◆ **Your task**: Scan the records for the line containing "Expected: for each instance of the stucco"; extract it and all later lines, verbatim, through the end, and nothing before it.
┌─ Excerpted data
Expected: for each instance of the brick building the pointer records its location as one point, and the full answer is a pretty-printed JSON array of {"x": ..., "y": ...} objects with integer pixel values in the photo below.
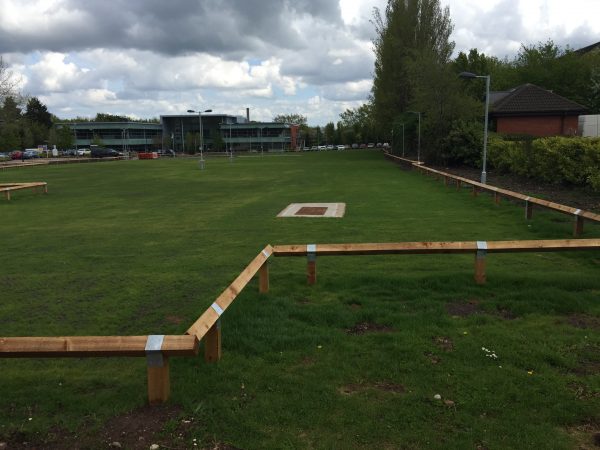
[{"x": 531, "y": 110}]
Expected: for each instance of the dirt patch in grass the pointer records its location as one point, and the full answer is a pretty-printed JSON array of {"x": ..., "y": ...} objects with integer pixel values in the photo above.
[
  {"x": 433, "y": 358},
  {"x": 443, "y": 342},
  {"x": 368, "y": 327},
  {"x": 137, "y": 429},
  {"x": 506, "y": 314},
  {"x": 463, "y": 309},
  {"x": 586, "y": 436},
  {"x": 582, "y": 392},
  {"x": 383, "y": 386},
  {"x": 583, "y": 321}
]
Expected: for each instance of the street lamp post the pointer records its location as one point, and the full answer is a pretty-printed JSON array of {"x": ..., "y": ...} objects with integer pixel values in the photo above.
[
  {"x": 201, "y": 134},
  {"x": 470, "y": 76},
  {"x": 402, "y": 139},
  {"x": 418, "y": 113}
]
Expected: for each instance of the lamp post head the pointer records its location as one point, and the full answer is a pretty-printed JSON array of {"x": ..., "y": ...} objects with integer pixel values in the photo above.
[{"x": 467, "y": 75}]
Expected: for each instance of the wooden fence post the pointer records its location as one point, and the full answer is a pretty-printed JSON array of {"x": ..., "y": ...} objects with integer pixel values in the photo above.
[
  {"x": 578, "y": 226},
  {"x": 528, "y": 209},
  {"x": 311, "y": 269},
  {"x": 159, "y": 383},
  {"x": 480, "y": 262},
  {"x": 212, "y": 343},
  {"x": 263, "y": 278}
]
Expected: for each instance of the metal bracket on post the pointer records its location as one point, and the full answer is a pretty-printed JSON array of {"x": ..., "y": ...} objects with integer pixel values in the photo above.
[
  {"x": 311, "y": 253},
  {"x": 578, "y": 228},
  {"x": 154, "y": 356},
  {"x": 528, "y": 208},
  {"x": 481, "y": 249},
  {"x": 480, "y": 262}
]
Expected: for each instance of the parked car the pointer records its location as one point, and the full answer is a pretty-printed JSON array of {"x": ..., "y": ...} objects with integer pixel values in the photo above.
[
  {"x": 102, "y": 152},
  {"x": 30, "y": 154}
]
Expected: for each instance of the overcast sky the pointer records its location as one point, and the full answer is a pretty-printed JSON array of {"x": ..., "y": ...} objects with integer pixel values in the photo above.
[{"x": 145, "y": 58}]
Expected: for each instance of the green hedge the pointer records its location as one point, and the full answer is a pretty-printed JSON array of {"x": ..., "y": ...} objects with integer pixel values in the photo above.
[{"x": 568, "y": 160}]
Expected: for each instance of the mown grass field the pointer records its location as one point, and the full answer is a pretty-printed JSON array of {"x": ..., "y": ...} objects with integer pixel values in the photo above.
[{"x": 144, "y": 247}]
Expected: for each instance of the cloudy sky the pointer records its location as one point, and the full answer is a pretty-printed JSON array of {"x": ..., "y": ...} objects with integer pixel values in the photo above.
[{"x": 145, "y": 58}]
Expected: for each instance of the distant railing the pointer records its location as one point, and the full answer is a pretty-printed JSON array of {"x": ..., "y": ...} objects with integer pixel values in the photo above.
[
  {"x": 578, "y": 214},
  {"x": 7, "y": 188}
]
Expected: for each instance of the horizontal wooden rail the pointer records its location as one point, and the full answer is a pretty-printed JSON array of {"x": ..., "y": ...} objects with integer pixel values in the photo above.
[
  {"x": 438, "y": 247},
  {"x": 578, "y": 214},
  {"x": 478, "y": 248},
  {"x": 7, "y": 188},
  {"x": 208, "y": 324},
  {"x": 93, "y": 346}
]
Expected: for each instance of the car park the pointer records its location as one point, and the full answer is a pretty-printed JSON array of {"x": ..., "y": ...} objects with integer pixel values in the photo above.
[
  {"x": 102, "y": 152},
  {"x": 30, "y": 154},
  {"x": 166, "y": 153}
]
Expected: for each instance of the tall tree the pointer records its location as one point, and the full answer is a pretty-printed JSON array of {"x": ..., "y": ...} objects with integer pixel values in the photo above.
[
  {"x": 9, "y": 82},
  {"x": 37, "y": 112},
  {"x": 407, "y": 31}
]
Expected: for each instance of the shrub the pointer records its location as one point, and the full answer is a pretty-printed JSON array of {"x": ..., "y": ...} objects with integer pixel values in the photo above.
[
  {"x": 463, "y": 144},
  {"x": 569, "y": 160}
]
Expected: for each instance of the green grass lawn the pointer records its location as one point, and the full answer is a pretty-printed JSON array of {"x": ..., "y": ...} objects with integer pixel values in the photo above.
[{"x": 144, "y": 247}]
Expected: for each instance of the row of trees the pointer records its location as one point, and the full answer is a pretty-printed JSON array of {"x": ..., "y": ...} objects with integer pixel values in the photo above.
[{"x": 414, "y": 72}]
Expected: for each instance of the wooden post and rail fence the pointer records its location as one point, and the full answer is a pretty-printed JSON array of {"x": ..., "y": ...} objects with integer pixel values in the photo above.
[
  {"x": 578, "y": 215},
  {"x": 7, "y": 188},
  {"x": 157, "y": 349}
]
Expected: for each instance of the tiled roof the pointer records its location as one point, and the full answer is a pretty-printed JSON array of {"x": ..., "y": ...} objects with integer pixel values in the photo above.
[{"x": 531, "y": 99}]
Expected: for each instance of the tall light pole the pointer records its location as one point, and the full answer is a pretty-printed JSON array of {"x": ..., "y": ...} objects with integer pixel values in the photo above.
[
  {"x": 402, "y": 139},
  {"x": 418, "y": 113},
  {"x": 470, "y": 76},
  {"x": 201, "y": 135}
]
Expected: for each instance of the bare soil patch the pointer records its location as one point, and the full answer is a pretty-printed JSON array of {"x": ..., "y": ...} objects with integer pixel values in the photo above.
[
  {"x": 444, "y": 343},
  {"x": 583, "y": 321},
  {"x": 137, "y": 430},
  {"x": 311, "y": 211},
  {"x": 587, "y": 435},
  {"x": 384, "y": 386},
  {"x": 463, "y": 309},
  {"x": 368, "y": 327}
]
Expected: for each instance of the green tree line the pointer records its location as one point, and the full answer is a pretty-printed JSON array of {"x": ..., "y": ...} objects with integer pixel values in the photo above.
[{"x": 415, "y": 73}]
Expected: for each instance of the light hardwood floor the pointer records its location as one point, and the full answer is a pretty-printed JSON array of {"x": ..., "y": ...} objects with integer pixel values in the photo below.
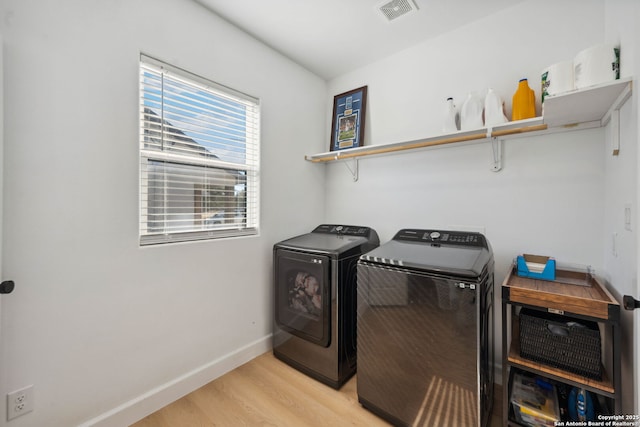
[{"x": 267, "y": 392}]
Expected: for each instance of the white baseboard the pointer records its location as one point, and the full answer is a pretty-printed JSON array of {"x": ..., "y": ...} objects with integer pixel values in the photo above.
[{"x": 155, "y": 399}]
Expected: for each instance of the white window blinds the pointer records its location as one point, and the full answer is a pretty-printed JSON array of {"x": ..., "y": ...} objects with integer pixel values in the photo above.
[{"x": 199, "y": 157}]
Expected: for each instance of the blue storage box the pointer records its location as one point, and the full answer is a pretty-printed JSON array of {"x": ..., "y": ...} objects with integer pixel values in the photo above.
[{"x": 536, "y": 267}]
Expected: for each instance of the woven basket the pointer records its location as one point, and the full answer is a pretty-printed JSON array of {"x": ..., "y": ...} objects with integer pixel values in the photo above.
[{"x": 561, "y": 342}]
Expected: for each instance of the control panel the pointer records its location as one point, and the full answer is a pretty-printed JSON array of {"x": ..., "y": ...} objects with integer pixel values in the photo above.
[
  {"x": 349, "y": 230},
  {"x": 444, "y": 237}
]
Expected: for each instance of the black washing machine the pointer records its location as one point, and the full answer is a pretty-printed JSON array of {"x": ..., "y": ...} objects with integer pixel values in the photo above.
[
  {"x": 425, "y": 329},
  {"x": 315, "y": 300}
]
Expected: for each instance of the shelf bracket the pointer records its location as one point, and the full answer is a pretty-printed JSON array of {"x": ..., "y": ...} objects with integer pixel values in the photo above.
[
  {"x": 354, "y": 169},
  {"x": 496, "y": 148},
  {"x": 615, "y": 132},
  {"x": 613, "y": 116}
]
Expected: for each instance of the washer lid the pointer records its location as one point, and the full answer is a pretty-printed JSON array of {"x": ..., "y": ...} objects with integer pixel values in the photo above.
[
  {"x": 445, "y": 252},
  {"x": 334, "y": 239}
]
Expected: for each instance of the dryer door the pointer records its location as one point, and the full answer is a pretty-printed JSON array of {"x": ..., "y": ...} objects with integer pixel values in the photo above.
[{"x": 302, "y": 288}]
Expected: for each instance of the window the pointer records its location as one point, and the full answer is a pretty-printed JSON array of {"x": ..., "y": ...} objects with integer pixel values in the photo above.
[{"x": 199, "y": 157}]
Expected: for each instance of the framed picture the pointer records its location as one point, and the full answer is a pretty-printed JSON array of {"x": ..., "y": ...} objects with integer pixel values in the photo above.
[{"x": 347, "y": 127}]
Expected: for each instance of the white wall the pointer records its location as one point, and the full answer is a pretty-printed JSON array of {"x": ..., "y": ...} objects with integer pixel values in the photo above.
[
  {"x": 95, "y": 320},
  {"x": 550, "y": 197},
  {"x": 621, "y": 190}
]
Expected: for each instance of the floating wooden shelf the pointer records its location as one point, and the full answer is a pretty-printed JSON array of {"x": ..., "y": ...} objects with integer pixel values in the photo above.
[{"x": 579, "y": 109}]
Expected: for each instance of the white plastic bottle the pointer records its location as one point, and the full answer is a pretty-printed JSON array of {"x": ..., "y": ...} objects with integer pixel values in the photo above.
[
  {"x": 449, "y": 122},
  {"x": 493, "y": 109},
  {"x": 471, "y": 112}
]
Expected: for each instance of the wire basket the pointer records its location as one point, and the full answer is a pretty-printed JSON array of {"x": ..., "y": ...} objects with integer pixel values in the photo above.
[{"x": 562, "y": 342}]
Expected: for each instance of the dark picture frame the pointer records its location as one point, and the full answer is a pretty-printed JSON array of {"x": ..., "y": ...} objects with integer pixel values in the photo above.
[{"x": 349, "y": 111}]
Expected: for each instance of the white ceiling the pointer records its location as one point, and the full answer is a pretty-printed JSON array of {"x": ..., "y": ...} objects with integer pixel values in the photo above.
[{"x": 333, "y": 37}]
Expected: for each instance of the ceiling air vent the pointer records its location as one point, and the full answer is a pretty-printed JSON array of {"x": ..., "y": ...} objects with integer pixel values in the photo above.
[{"x": 396, "y": 8}]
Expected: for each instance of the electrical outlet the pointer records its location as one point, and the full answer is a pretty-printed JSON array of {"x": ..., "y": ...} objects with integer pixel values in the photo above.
[
  {"x": 19, "y": 402},
  {"x": 627, "y": 216}
]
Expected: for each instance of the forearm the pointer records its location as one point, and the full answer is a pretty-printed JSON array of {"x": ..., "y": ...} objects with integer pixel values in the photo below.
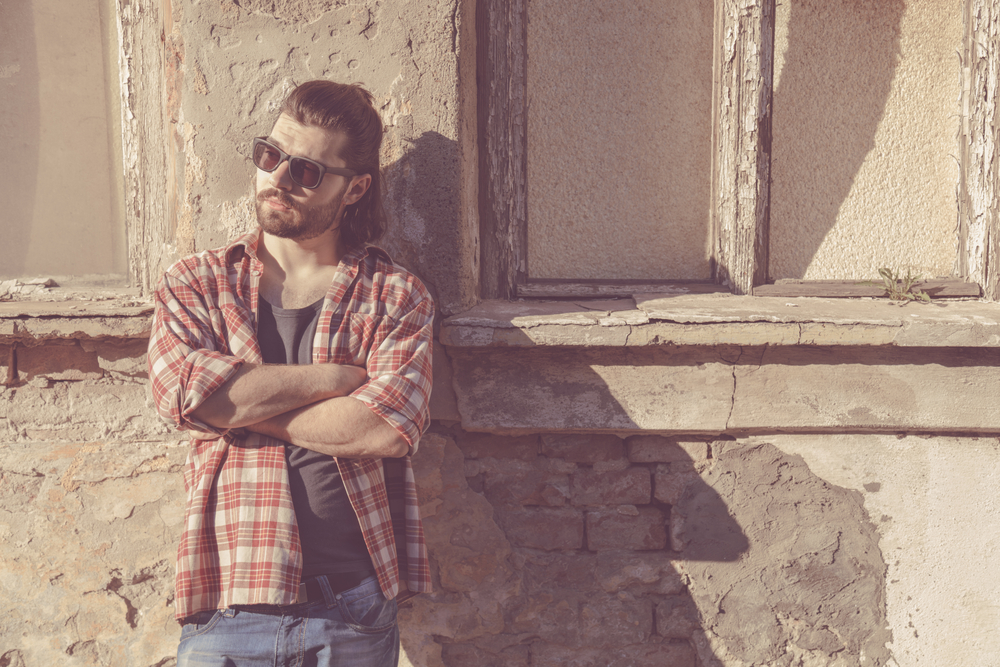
[
  {"x": 342, "y": 426},
  {"x": 258, "y": 392}
]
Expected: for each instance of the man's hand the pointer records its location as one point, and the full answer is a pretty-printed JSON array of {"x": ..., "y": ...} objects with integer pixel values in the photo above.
[
  {"x": 343, "y": 427},
  {"x": 258, "y": 392}
]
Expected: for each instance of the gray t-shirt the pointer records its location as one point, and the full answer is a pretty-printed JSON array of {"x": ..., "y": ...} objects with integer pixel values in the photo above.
[{"x": 329, "y": 531}]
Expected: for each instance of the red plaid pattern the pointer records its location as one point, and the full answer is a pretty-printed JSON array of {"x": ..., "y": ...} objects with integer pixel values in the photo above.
[{"x": 240, "y": 543}]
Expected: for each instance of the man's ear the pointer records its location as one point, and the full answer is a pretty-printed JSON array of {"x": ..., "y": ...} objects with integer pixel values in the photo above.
[{"x": 359, "y": 186}]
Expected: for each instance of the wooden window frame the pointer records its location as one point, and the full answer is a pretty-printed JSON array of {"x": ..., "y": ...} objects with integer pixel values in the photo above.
[{"x": 740, "y": 213}]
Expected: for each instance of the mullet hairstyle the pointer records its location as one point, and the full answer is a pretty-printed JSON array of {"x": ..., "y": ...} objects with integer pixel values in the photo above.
[{"x": 350, "y": 109}]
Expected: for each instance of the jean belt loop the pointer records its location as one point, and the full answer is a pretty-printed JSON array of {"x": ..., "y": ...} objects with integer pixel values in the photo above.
[{"x": 328, "y": 595}]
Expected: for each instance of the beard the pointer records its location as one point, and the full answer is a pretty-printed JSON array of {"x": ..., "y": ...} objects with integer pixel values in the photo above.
[{"x": 297, "y": 223}]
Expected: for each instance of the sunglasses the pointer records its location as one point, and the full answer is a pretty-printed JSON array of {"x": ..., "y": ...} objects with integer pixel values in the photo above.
[{"x": 305, "y": 172}]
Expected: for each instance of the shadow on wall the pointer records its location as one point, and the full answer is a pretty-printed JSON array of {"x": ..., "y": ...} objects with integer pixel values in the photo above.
[
  {"x": 423, "y": 205},
  {"x": 592, "y": 550},
  {"x": 20, "y": 129},
  {"x": 831, "y": 95}
]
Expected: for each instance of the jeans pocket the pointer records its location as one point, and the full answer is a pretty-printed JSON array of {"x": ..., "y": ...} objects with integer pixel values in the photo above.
[
  {"x": 369, "y": 614},
  {"x": 199, "y": 623}
]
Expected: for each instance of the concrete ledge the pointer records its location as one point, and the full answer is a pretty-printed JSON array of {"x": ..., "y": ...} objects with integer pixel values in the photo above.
[
  {"x": 26, "y": 322},
  {"x": 724, "y": 319},
  {"x": 721, "y": 389}
]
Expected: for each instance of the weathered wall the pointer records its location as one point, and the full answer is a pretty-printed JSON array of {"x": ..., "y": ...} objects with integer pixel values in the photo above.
[
  {"x": 550, "y": 548},
  {"x": 233, "y": 63},
  {"x": 687, "y": 532},
  {"x": 866, "y": 111},
  {"x": 60, "y": 178},
  {"x": 619, "y": 139}
]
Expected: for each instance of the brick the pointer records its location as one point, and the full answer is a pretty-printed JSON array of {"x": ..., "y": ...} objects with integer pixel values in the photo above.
[
  {"x": 552, "y": 616},
  {"x": 612, "y": 529},
  {"x": 623, "y": 487},
  {"x": 661, "y": 449},
  {"x": 583, "y": 448},
  {"x": 676, "y": 617},
  {"x": 541, "y": 482},
  {"x": 669, "y": 485},
  {"x": 5, "y": 359},
  {"x": 486, "y": 445},
  {"x": 648, "y": 654},
  {"x": 650, "y": 571},
  {"x": 54, "y": 361},
  {"x": 615, "y": 620},
  {"x": 569, "y": 571},
  {"x": 543, "y": 527},
  {"x": 463, "y": 655},
  {"x": 120, "y": 358}
]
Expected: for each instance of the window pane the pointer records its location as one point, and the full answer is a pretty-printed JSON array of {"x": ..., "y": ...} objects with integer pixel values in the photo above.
[
  {"x": 59, "y": 184},
  {"x": 866, "y": 111},
  {"x": 619, "y": 139}
]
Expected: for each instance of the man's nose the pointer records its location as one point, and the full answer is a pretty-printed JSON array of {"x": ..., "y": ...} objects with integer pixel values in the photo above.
[{"x": 280, "y": 178}]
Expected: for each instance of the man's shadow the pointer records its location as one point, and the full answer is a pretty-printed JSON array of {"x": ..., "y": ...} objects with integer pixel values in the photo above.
[{"x": 830, "y": 96}]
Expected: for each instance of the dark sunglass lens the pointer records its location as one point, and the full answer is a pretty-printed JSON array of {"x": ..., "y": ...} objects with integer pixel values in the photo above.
[
  {"x": 266, "y": 157},
  {"x": 306, "y": 173}
]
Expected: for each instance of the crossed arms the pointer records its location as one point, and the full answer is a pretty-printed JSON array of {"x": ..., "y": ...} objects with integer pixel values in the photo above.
[
  {"x": 367, "y": 400},
  {"x": 308, "y": 406}
]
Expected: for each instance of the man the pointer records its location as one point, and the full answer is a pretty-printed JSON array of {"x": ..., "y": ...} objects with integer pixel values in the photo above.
[{"x": 300, "y": 356}]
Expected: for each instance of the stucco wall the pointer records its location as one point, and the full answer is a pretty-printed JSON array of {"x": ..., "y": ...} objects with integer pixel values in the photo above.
[
  {"x": 866, "y": 111},
  {"x": 233, "y": 64},
  {"x": 547, "y": 548},
  {"x": 62, "y": 211},
  {"x": 619, "y": 139},
  {"x": 648, "y": 511}
]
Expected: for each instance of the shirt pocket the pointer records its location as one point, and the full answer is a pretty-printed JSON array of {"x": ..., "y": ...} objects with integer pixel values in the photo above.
[{"x": 352, "y": 338}]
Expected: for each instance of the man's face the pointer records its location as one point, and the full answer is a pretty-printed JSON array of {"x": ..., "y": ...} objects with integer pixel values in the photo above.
[{"x": 286, "y": 209}]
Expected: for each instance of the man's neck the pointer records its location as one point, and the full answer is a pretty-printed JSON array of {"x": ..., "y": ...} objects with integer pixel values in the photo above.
└─
◆ **Task output**:
Expected: for each instance of the stucco wall the pointer records its location as one point, and the full answer is a pretty-printed JSON array of {"x": ..., "y": ...} objects with integer pixel values in the photo above.
[
  {"x": 866, "y": 111},
  {"x": 233, "y": 64},
  {"x": 547, "y": 548},
  {"x": 62, "y": 211},
  {"x": 619, "y": 139},
  {"x": 648, "y": 511}
]
Expected: for each instance of the shirt pocket the pointer records its location as one point, and the full answer is a pretty-printed JSON array of {"x": ..., "y": ...} objects with integer pixel values in the photo above.
[{"x": 352, "y": 338}]
Expected: for each instance of the man's face the pointer records its location as one point, and the full answer is a pretty-printed JSON array of {"x": ..., "y": ...} objects with integer pixel values in the photo above.
[{"x": 286, "y": 209}]
Expected: for each instance of the man's neck the pointer records its location as one point, and the full answer is a pretty-printed JSON array of {"x": ..., "y": ...} objects with integer pixel values in the photo above.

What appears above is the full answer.